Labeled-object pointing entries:
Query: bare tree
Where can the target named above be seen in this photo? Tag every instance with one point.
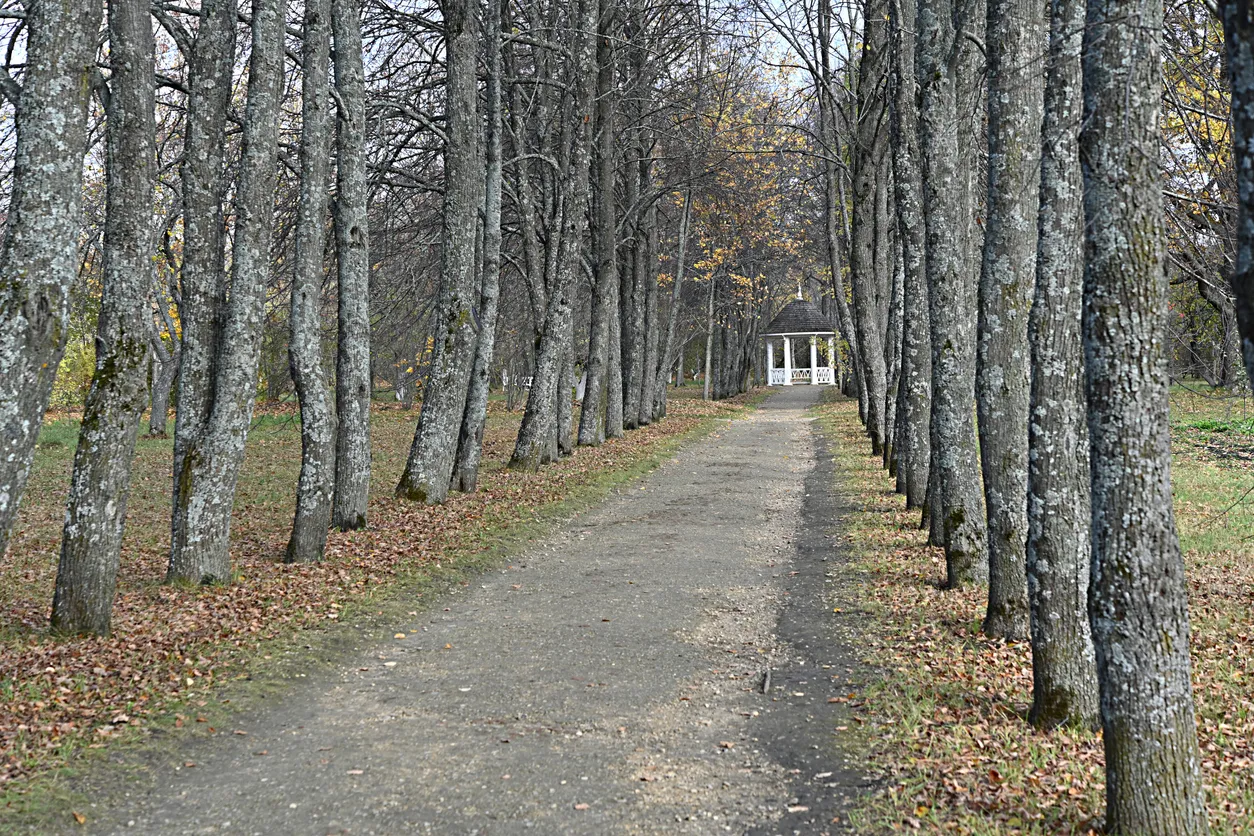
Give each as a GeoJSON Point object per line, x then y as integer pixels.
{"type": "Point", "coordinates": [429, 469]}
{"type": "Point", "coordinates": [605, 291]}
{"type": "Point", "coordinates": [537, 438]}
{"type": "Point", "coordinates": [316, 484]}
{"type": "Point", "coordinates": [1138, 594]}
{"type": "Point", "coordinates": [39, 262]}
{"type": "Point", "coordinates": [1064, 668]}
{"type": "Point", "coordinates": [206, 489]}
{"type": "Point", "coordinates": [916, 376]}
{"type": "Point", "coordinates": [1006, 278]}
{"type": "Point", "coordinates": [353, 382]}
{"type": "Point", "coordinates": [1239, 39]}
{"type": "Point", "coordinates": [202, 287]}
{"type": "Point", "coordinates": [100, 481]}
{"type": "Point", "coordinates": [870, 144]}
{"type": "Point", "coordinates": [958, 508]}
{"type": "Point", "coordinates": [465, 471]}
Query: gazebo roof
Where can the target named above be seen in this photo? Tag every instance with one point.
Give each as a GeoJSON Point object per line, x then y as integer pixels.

> _Brief_
Can you write out every one of the lines above word for word, leaving the pictures out?

> _Solution for this task_
Query: bare tree
Where can the target named above be seen in this photo? Tag every instance with one point.
Give each as a GeoJSON Point object per line, x then y as integer pixels.
{"type": "Point", "coordinates": [429, 469]}
{"type": "Point", "coordinates": [605, 291]}
{"type": "Point", "coordinates": [537, 438]}
{"type": "Point", "coordinates": [316, 484]}
{"type": "Point", "coordinates": [1138, 594]}
{"type": "Point", "coordinates": [39, 262]}
{"type": "Point", "coordinates": [1064, 668]}
{"type": "Point", "coordinates": [206, 489]}
{"type": "Point", "coordinates": [916, 376]}
{"type": "Point", "coordinates": [1006, 278]}
{"type": "Point", "coordinates": [353, 382]}
{"type": "Point", "coordinates": [1239, 39]}
{"type": "Point", "coordinates": [202, 287]}
{"type": "Point", "coordinates": [100, 481]}
{"type": "Point", "coordinates": [870, 144]}
{"type": "Point", "coordinates": [958, 508]}
{"type": "Point", "coordinates": [465, 471]}
Query: gazebo roof
Where can the target named above be seen in this photo? Tag every instance with one point.
Give each as a GeoJSON Point object per line, x then y as integer pixels.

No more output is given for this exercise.